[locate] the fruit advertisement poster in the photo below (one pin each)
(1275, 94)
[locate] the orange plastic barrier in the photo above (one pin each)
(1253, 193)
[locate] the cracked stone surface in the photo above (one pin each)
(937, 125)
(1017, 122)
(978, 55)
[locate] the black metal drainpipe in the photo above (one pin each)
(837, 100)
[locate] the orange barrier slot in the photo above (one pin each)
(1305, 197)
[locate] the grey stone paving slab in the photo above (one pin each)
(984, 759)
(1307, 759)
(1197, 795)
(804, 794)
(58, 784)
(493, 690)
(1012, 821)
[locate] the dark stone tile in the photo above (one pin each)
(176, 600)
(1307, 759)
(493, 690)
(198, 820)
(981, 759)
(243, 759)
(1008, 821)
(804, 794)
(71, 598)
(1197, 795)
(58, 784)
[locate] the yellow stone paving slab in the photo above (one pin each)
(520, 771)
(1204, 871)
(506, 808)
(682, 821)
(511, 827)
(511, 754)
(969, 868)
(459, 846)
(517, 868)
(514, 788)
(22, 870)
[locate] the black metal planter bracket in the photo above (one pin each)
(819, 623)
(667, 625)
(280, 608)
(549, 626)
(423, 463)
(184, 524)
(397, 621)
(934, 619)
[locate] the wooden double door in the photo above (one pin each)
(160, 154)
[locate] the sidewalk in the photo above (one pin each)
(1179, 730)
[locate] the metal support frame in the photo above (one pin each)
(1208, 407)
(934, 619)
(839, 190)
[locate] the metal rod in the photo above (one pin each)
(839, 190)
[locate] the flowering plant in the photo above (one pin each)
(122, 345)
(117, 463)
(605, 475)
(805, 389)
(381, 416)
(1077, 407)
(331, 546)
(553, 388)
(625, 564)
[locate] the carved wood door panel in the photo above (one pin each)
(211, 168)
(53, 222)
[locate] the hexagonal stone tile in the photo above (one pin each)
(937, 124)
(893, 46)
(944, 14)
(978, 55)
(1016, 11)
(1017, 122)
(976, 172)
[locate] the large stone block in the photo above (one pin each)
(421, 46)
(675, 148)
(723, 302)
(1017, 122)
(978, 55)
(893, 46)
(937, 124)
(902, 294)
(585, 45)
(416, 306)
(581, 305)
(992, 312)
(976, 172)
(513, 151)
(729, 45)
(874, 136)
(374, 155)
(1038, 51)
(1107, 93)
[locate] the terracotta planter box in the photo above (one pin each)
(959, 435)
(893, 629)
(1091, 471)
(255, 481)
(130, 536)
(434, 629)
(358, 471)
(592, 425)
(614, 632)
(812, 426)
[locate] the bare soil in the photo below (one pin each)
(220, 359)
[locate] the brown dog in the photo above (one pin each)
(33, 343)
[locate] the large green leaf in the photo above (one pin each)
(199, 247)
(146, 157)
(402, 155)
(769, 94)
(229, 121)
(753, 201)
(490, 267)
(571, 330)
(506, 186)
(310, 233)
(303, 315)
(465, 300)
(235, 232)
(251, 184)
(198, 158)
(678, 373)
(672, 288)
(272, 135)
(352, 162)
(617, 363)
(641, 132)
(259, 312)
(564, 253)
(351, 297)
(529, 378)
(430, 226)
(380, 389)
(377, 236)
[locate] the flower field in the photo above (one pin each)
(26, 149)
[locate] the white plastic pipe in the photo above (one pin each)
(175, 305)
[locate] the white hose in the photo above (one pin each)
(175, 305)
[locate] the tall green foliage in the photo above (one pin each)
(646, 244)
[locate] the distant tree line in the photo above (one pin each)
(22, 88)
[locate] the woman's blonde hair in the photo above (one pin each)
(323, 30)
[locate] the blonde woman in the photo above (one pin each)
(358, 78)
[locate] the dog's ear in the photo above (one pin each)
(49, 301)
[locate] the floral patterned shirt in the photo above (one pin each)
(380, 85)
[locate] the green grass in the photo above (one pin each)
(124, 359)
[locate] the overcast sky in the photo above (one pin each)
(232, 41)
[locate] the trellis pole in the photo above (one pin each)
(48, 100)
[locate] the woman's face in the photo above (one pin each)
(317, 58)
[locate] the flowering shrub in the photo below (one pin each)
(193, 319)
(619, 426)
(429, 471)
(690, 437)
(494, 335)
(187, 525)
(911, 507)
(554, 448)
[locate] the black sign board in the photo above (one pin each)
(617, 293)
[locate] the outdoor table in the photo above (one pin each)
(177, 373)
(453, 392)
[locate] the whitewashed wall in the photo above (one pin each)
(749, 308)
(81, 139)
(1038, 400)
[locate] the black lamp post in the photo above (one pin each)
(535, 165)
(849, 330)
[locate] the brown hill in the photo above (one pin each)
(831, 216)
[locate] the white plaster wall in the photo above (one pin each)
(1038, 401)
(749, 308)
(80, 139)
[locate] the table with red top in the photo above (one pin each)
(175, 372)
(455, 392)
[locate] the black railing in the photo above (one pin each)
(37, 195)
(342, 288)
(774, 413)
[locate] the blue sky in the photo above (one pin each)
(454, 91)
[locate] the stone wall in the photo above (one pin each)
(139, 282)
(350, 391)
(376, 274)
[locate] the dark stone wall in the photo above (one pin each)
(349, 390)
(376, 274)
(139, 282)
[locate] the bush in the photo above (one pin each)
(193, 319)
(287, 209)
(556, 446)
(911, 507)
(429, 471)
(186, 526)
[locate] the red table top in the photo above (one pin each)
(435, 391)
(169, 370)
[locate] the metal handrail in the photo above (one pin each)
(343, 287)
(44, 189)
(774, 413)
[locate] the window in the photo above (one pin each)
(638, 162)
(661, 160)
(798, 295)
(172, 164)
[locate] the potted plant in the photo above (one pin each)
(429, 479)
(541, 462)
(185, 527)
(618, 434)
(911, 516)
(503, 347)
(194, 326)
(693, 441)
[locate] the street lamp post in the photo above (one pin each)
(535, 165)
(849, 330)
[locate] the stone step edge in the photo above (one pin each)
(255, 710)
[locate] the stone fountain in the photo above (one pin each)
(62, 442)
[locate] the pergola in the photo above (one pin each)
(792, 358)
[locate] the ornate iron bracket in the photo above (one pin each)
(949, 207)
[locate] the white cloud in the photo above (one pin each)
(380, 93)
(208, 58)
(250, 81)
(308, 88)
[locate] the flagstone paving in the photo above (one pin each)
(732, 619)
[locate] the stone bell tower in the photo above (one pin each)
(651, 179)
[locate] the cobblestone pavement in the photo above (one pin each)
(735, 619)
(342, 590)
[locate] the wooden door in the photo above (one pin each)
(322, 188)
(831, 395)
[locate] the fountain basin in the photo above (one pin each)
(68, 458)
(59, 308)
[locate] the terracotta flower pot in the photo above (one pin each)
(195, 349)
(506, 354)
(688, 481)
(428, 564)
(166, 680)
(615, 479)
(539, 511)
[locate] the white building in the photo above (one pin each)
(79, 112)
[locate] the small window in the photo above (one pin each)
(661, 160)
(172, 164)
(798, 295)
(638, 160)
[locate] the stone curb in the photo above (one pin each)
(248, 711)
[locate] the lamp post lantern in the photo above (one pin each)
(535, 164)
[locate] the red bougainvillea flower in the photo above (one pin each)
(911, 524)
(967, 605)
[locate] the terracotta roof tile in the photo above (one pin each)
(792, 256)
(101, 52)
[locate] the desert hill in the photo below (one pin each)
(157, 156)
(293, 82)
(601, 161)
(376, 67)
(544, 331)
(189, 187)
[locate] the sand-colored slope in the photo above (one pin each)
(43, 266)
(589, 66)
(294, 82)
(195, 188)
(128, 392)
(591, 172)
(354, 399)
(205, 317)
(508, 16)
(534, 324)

__________

* How to complete this task: Your job is to reproduce the listing exactly.

* Answer to the problem:
[locate] the fruit advertisement poster in the photo below (one pin each)
(1275, 94)
[locate] the orange plastic barrier in the photo above (one pin each)
(1253, 193)
[locate] the cracked stone surface in the photo above (one pin each)
(937, 125)
(1017, 122)
(978, 55)
[locate] the black metal drainpipe in the photo above (one pin each)
(837, 100)
[locate] the orange barrier slot in the photo above (one pin each)
(1305, 197)
[locate] the grey stone paving slab in the photo above (one pin each)
(984, 759)
(1307, 759)
(1197, 795)
(804, 794)
(58, 784)
(493, 690)
(1012, 821)
[locate] the dark stone tile in the photo above (one pin each)
(176, 600)
(1307, 759)
(493, 690)
(198, 820)
(981, 759)
(243, 759)
(1008, 821)
(804, 794)
(71, 598)
(1197, 795)
(58, 784)
[locate] the yellow stone paving slab in the photo above (one pin each)
(520, 771)
(1204, 871)
(506, 808)
(682, 821)
(511, 827)
(511, 754)
(969, 868)
(459, 846)
(517, 868)
(514, 788)
(22, 870)
[locate] the black metal planter bracket in the photo above (one pin each)
(819, 623)
(667, 625)
(280, 608)
(549, 626)
(423, 463)
(184, 524)
(397, 621)
(934, 619)
[locate] the wooden double door in the photo above (one pin each)
(160, 154)
[locate] the sidewalk in the photo above (one pin each)
(1179, 730)
[locate] the metal support frame in the photo above (one pin each)
(1208, 407)
(934, 619)
(839, 190)
[locate] the metal rod in the photo above (one pin each)
(839, 190)
[locate] the flowering plant in the photo above (one pin each)
(122, 345)
(117, 463)
(605, 475)
(805, 389)
(381, 416)
(1077, 407)
(331, 546)
(553, 388)
(625, 564)
[locate] the carved wood door panel in the photo above (one pin each)
(211, 168)
(53, 222)
[locate] the hexagonal stone tile in the photo above (one pin each)
(937, 124)
(893, 46)
(944, 14)
(978, 55)
(1016, 11)
(1017, 122)
(976, 172)
[locate] the large stone block in the photo above (one pin each)
(421, 46)
(675, 148)
(723, 302)
(1017, 122)
(978, 55)
(893, 46)
(937, 124)
(902, 294)
(585, 45)
(416, 306)
(581, 305)
(992, 312)
(976, 172)
(513, 151)
(729, 45)
(874, 136)
(374, 155)
(1038, 51)
(1107, 93)
[locate] the terracotta planter box in the photo above (one pin each)
(959, 435)
(893, 629)
(1091, 471)
(255, 481)
(130, 536)
(434, 629)
(358, 471)
(592, 425)
(614, 632)
(812, 426)
[locate] the bare soil in the photo below (one pin each)
(220, 359)
[locate] the brown dog in the photo above (one pin each)
(33, 343)
[locate] the large green leaf in the photo above (one pin each)
(199, 247)
(146, 157)
(402, 155)
(769, 94)
(229, 121)
(753, 201)
(490, 267)
(571, 330)
(506, 186)
(310, 233)
(303, 315)
(465, 300)
(235, 232)
(251, 184)
(198, 158)
(678, 373)
(672, 288)
(272, 135)
(352, 162)
(617, 363)
(641, 132)
(259, 312)
(564, 253)
(351, 297)
(529, 378)
(430, 226)
(380, 389)
(377, 236)
[locate] the flower field in the photo above (one pin each)
(26, 149)
[locate] the white plastic pipe in the photo above (one pin each)
(175, 305)
[locate] the white hose in the photo above (one pin each)
(175, 305)
[locate] the tall green foliage in the photo above (one pin each)
(646, 244)
[locate] the distant tree line in the photo above (one pin each)
(22, 88)
[locate] the woman's blonde hair in the photo above (one pin each)
(323, 30)
[locate] the blonde woman in the photo above (one pin each)
(358, 78)
[locate] the dog's ear in the photo above (one pin each)
(49, 301)
[locate] the floral patterned shirt in the photo above (one pin each)
(380, 85)
[locate] the green grass in the photo above (one pin each)
(124, 359)
[locate] the overcast sky in the photo above (one pin each)
(232, 41)
[locate] the trellis pole in the photo above (one pin each)
(48, 100)
[locate] the woman's face in the photo above (one pin each)
(317, 58)
[locate] the flowering shrub in the photo below (one pin each)
(193, 319)
(619, 426)
(429, 471)
(690, 437)
(494, 335)
(187, 525)
(911, 507)
(554, 448)
[locate] the black sign board in the photo above (one pin each)
(617, 293)
[locate] the outdoor table in the photo above (one pin each)
(177, 373)
(453, 392)
[locate] the whitewashed wall in the photo above (one pin each)
(749, 308)
(81, 139)
(1038, 400)
[locate] the black lamp post in the photo above (one pin each)
(535, 165)
(849, 330)
[locate] the brown hill in the photo above (one pin each)
(831, 216)
[locate] the white plaster wall in the photo above (one pin each)
(1038, 401)
(749, 308)
(80, 139)
[locate] the table with red top in the photo above (one pin each)
(175, 372)
(455, 392)
[locate] the black railing in the photo above (one pin each)
(37, 195)
(342, 288)
(774, 413)
[locate] the blue sky in the photo above (one pin each)
(454, 91)
[locate] the stone wall in the photo above (one pin each)
(139, 282)
(350, 391)
(376, 274)
[locate] the dark stone wall in the photo above (one pin each)
(349, 390)
(376, 274)
(139, 282)
[locate] the bush in the photo above (one pin each)
(193, 319)
(287, 209)
(556, 446)
(911, 507)
(429, 471)
(186, 526)
[locate] the red table top in the photo above (one pin each)
(435, 391)
(169, 370)
[locate] the metal handrail in the photo above (one pin each)
(343, 287)
(44, 189)
(774, 413)
[locate] the window in the photo above (one pin each)
(638, 162)
(661, 160)
(798, 295)
(172, 164)
[locate] the potted plant in the photo above (one pin each)
(429, 479)
(541, 462)
(185, 527)
(618, 434)
(911, 516)
(503, 347)
(194, 326)
(693, 441)
[locate] the street lamp post in the photo above (one pin each)
(535, 165)
(849, 330)
[locate] the stone step edge in the photo above (one pin each)
(255, 710)
[locate] the stone fountain in the photo above (one pin each)
(62, 442)
[locate] the pergola in the photo above (one pin each)
(792, 358)
[locate] the ornate iron bracket in the photo above (one pin each)
(949, 207)
[locate] the white cloud in the photo above (one pin each)
(380, 93)
(208, 58)
(250, 81)
(308, 88)
[locate] the flagstone paving in the photo above (one pin each)
(732, 619)
[locate] the stone bell tower in the photo above (one pin each)
(651, 179)
[locate] the cobblestone pavement in the photo above (one pin each)
(735, 619)
(342, 590)
[locate] the wooden door in the photo above (one pin each)
(322, 188)
(831, 395)
[locate] the fountain basin in the photo above (one pin each)
(68, 458)
(59, 308)
[locate] the terracotta flower pot in the photo above (one pin each)
(195, 349)
(506, 354)
(688, 481)
(428, 564)
(166, 680)
(615, 479)
(539, 511)
[locate] the white building in the photo above (one pin each)
(79, 112)
[locate] the small window in the photo above (one pin each)
(661, 160)
(172, 164)
(798, 295)
(638, 160)
[locate] the stone curb in the photo above (one pin each)
(248, 711)
[locate] the lamp post lantern in the photo above (one pin each)
(535, 164)
[locate] the red bougainvillea flower in the photo above (one pin each)
(911, 524)
(967, 605)
[locate] the terracotta roof tile in the photo above (one pin each)
(792, 256)
(101, 52)
[locate] the desert hill in the photo below (one pin each)
(157, 156)
(293, 82)
(601, 161)
(376, 67)
(544, 331)
(189, 187)
[locate] the sand-colored slope in the photo above (one pin each)
(43, 266)
(589, 66)
(294, 82)
(195, 188)
(128, 392)
(591, 172)
(354, 399)
(205, 317)
(508, 16)
(534, 324)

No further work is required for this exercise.